_Dataset rows_.
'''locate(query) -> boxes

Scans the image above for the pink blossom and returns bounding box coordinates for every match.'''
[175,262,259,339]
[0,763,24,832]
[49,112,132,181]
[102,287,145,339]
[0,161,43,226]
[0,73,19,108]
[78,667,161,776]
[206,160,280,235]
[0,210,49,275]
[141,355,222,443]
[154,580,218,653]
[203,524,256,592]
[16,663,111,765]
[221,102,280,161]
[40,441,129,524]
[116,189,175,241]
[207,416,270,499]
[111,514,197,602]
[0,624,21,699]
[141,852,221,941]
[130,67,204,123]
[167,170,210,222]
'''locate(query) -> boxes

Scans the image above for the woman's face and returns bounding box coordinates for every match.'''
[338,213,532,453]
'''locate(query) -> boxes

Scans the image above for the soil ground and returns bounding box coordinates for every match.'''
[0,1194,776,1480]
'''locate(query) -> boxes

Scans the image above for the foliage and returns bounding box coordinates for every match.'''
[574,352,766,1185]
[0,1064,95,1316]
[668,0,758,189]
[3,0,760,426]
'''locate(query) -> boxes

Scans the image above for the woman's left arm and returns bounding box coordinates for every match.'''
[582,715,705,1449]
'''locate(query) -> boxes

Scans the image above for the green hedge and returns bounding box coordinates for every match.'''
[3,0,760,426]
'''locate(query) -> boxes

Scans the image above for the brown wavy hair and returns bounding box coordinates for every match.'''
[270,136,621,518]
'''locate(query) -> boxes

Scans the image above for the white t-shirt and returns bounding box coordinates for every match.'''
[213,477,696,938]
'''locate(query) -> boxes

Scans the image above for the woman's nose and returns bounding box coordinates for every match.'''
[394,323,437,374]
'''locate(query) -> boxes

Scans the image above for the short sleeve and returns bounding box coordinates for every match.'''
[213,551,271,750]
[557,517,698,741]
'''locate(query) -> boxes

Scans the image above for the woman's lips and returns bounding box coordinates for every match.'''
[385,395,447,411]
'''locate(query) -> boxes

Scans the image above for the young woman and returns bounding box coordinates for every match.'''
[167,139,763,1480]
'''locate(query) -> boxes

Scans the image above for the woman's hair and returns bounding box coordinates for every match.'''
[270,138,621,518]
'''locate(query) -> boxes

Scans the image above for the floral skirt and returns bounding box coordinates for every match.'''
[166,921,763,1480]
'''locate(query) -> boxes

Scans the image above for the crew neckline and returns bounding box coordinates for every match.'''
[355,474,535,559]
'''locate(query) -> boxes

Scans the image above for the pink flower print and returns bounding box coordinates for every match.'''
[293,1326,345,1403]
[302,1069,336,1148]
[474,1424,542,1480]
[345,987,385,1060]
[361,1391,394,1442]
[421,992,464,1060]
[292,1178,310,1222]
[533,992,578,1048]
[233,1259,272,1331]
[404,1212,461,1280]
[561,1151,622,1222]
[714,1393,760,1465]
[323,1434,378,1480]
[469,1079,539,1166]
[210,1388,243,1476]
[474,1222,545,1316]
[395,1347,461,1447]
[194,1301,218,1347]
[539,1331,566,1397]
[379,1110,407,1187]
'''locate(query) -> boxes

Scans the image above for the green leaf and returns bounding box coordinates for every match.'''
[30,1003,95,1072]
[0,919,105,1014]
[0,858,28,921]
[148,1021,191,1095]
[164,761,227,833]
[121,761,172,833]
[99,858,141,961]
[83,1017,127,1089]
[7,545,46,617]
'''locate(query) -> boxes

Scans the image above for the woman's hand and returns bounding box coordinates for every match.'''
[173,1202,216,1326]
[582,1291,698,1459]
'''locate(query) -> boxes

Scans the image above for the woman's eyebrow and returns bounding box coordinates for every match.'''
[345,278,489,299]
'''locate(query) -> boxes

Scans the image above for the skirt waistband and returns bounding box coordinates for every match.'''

_Task statement_.
Copy out the entire listing above, word for word, without changing anything.

_Exercise answer_.
'''locate(query) -> boxes

Scans the image above for the pink blossom and returns bounding box coordinates for every match.'''
[175,262,259,339]
[0,763,24,832]
[49,112,132,181]
[102,287,145,339]
[0,161,43,226]
[0,73,19,108]
[78,667,161,776]
[206,160,280,235]
[0,210,49,275]
[141,355,222,443]
[154,580,218,653]
[203,524,256,592]
[16,663,111,765]
[221,102,280,161]
[40,441,129,524]
[116,189,175,241]
[207,416,270,499]
[111,514,197,602]
[0,624,21,699]
[141,852,221,941]
[130,67,204,123]
[167,170,210,222]
'''locate(query) -> boxes

Scans the image above for the woman's face and returns bounding box coordinates for every match.'''
[338,213,532,453]
'''locate(query) -> boxes

Scans the image above for the soil ground and returns bounding box coordinates for every match.'''
[0,1194,776,1480]
'''locate(query) -> boxes

Scans the image above for the foliage and returns bounding box coordinates for every match.'''
[574,352,766,1185]
[0,1064,95,1316]
[668,0,758,189]
[3,0,760,426]
'''locate(query) -> boxes

Scans the image above for the woman's left arm and returns bounding box coordinates for every match.'''
[582,715,705,1449]
'''locate(query) -> boxes

Scans the image above for the green hedge and returns bounding box coordinates for every match.'''
[3,0,760,426]
'''locate(query) -> boxes

Scans the image above for the brown wavy hair and returns bounding box coordinates for every match.'''
[270,136,621,518]
'''locate(query) -> boxes

Scans the image above for the white t-shirt and returns bounding box coordinates for every match.'''
[213,477,696,938]
'''locate(query) -> boxes

Scans the image above for the woman's nose and returns bounding box coordinates for every match.'''
[394,323,437,374]
'''locate(query) -> boxes

Scans the image above for the short sleeve and returns bounding box coordinates for every match.'''
[213,551,271,750]
[557,517,698,741]
'''locate(query) -> boxes

Scans the image above for the woman's lips and returns bounding box coordinates for every match.'''
[385,395,447,411]
'''locate(query) -> boxes

Scans the image above for the young woman and returns bounding box coordinates for every match.'''
[167,139,763,1480]
'''locate(query) -> boxes

Scans the image above for the woman's hair and returns bounding box coordinates for every match.'''
[270,138,621,518]
'''locate(query) -> boxes

Scans the image above for the floral skirt and returns bounding box coordinates for every match.'''
[166,921,763,1480]
'''locate(query) -> boxes

Scans the image above for the crew neckline and returns bounding box coordinates for every match.'''
[355,474,535,559]
'''locate(query) -> boxes

Scans the image above for the pink flower print and returns bounding box coordinates for every match.'''
[293,1326,345,1403]
[302,1069,336,1148]
[474,1424,542,1480]
[345,987,385,1060]
[361,1391,394,1442]
[421,992,464,1060]
[292,1178,310,1222]
[533,992,578,1048]
[233,1259,272,1331]
[404,1212,461,1280]
[561,1151,622,1222]
[714,1393,760,1465]
[323,1434,378,1480]
[469,1079,539,1166]
[210,1388,243,1476]
[474,1222,545,1316]
[395,1347,461,1447]
[194,1301,218,1347]
[539,1331,566,1397]
[379,1110,407,1187]
'''locate(query) -> boxes

Scans the image above for the green leaf and returns bounding box coordinates for every match.'''
[30,1003,95,1072]
[0,919,105,1014]
[0,858,28,921]
[148,1021,191,1095]
[164,761,227,833]
[121,761,172,833]
[99,858,141,961]
[83,1017,127,1089]
[7,545,46,617]
'''locate(query) -> boxes

Scans the image above for the woman's hand and returns bounding box coordinates for every match.'''
[173,1202,216,1326]
[582,1291,698,1459]
'''locate(query) -> boxes

Scans the image above for the woman's eyebrow and returns bounding box coordinates for every match.'''
[345,278,489,299]
'''locate(query) -> boxes

Scans the image above for the skirt waistband and returns bounding box coordinates for every match.'''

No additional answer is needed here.